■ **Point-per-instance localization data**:
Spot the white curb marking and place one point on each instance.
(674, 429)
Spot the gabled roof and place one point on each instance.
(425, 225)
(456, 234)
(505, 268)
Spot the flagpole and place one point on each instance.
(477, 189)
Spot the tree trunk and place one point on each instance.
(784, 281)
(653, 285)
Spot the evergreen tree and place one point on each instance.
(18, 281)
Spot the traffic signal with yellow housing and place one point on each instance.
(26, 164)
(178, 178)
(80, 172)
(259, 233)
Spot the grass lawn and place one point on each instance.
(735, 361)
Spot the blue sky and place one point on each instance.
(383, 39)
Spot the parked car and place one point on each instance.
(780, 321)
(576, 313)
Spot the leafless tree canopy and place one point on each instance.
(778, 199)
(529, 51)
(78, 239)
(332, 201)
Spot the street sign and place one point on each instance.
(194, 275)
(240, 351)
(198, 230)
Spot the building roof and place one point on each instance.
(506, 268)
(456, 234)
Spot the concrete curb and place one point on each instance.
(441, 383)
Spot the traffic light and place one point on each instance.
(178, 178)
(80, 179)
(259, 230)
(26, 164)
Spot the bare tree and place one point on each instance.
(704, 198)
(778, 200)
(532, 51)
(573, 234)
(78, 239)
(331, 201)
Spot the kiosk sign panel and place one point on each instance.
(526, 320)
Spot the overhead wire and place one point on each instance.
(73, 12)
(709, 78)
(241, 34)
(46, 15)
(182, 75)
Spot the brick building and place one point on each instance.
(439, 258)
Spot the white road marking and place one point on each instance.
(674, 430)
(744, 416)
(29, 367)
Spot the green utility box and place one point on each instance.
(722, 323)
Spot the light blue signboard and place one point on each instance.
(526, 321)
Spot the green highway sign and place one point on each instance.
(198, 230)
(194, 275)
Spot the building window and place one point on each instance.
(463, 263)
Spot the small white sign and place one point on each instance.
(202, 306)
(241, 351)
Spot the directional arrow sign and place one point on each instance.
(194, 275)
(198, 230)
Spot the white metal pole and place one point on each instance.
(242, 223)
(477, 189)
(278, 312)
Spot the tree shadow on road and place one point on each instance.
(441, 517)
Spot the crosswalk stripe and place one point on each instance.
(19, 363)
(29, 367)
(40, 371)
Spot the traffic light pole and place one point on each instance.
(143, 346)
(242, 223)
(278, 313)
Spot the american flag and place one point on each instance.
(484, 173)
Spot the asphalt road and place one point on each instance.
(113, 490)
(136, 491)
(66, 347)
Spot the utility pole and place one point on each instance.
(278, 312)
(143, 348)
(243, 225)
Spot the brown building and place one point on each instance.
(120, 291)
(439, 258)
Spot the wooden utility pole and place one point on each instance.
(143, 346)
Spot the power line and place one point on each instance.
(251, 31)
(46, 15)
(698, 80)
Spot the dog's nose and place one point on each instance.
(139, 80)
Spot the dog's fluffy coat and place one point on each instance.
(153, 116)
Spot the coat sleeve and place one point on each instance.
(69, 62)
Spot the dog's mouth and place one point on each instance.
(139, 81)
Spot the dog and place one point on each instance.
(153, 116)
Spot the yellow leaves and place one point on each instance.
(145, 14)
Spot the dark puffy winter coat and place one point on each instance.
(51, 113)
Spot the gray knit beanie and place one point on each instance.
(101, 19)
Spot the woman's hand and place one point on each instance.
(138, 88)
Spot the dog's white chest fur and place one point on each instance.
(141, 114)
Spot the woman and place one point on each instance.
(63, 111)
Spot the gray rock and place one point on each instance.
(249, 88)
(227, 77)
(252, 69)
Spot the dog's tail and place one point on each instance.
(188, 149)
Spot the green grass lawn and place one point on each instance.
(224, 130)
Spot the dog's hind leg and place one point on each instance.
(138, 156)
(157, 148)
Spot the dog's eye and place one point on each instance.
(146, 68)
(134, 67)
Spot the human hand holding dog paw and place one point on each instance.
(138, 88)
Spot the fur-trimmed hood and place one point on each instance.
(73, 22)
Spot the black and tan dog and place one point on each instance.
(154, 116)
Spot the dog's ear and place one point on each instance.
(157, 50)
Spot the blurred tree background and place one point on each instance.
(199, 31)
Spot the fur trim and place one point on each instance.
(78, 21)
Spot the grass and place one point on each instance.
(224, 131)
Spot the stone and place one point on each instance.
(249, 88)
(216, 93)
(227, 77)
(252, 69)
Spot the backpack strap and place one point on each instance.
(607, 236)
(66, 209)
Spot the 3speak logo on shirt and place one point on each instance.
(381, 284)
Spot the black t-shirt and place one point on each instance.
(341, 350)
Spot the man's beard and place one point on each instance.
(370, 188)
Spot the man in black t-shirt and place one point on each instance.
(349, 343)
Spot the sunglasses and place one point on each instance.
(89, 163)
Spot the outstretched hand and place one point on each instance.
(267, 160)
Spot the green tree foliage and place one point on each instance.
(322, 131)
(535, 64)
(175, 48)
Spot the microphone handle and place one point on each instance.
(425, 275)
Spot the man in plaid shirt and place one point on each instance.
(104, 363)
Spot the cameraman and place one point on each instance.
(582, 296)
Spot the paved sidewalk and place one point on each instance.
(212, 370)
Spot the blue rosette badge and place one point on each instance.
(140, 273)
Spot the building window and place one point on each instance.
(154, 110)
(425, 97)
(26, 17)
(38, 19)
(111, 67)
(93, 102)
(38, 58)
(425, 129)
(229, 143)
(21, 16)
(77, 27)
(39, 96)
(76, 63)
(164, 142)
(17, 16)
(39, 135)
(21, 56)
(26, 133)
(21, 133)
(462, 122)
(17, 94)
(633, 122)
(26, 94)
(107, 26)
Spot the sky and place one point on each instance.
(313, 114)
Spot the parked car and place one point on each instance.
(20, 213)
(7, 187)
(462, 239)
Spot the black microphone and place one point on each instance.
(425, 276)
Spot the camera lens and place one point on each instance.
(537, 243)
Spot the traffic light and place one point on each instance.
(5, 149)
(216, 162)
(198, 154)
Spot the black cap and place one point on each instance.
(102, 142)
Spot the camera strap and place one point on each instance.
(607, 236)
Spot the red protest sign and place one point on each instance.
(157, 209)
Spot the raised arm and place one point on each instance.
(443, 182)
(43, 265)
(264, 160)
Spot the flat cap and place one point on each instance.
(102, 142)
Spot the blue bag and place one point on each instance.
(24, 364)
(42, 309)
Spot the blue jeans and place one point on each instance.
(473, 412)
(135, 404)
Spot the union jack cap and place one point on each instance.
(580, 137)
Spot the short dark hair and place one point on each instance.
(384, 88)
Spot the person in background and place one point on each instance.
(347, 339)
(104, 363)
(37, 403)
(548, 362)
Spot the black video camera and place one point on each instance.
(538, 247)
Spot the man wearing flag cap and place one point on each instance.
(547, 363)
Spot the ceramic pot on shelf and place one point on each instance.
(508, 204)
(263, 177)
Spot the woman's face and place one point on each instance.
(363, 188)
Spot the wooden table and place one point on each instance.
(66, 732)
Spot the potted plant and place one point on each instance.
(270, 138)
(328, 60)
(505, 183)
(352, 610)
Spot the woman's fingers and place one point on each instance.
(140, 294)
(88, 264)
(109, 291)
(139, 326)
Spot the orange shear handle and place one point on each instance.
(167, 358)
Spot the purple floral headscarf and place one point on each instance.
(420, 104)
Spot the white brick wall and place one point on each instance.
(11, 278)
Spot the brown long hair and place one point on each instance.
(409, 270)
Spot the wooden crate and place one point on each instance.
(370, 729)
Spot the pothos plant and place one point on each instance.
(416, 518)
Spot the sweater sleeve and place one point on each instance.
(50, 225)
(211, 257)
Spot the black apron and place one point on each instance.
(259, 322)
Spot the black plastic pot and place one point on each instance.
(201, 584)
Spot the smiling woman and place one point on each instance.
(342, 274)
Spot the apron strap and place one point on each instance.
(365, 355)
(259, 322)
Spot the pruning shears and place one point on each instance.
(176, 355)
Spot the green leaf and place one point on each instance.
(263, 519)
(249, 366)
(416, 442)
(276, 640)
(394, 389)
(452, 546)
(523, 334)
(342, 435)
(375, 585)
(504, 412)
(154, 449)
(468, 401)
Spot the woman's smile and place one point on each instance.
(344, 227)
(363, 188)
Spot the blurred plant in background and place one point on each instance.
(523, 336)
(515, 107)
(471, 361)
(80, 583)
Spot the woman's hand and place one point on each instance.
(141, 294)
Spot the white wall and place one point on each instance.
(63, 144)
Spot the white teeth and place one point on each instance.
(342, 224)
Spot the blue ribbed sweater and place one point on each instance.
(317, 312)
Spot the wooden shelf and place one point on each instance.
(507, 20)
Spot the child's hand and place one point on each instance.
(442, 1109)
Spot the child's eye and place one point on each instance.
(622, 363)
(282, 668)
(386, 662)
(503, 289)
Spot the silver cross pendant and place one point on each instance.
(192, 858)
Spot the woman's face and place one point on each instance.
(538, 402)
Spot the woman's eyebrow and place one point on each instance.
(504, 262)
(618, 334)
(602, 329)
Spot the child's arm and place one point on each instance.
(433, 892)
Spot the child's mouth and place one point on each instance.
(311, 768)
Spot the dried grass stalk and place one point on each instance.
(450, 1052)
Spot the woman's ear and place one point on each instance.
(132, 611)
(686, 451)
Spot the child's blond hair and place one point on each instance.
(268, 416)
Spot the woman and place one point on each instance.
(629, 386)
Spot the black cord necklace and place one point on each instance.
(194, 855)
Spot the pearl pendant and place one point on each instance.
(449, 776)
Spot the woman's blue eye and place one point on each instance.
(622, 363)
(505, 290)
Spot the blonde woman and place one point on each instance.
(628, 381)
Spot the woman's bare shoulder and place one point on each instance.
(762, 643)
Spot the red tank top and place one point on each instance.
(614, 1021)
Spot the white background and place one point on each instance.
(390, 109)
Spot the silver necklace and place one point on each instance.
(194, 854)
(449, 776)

■ **Exercise aim**: All that is wanted is the lines from the one containing "Spot the woman's ear" through the last line of the records, restated word for word.

■ **Written solution**:
Spot the woman's ear and place one point on each instance.
(132, 611)
(686, 451)
Spot the child's blond hair and place one point on each instance.
(268, 416)
Spot the woman and place one point on each instance.
(629, 386)
Spot the black cord necklace and place one point on each instance.
(194, 855)
Spot the pearl pendant and place one point on each instance.
(449, 776)
Spot the woman's blue eye and place one point on each instance.
(622, 363)
(505, 290)
Spot the blonde woman and place one point on each instance.
(628, 381)
Spot the woman's bare shoulder and place one point on each instance.
(762, 643)
Spot the red tank top and place one point on each instance.
(614, 1021)
Spot the white background and place one point on each instance.
(390, 109)
Spot the silver necklace and place one point on each instance.
(194, 854)
(449, 776)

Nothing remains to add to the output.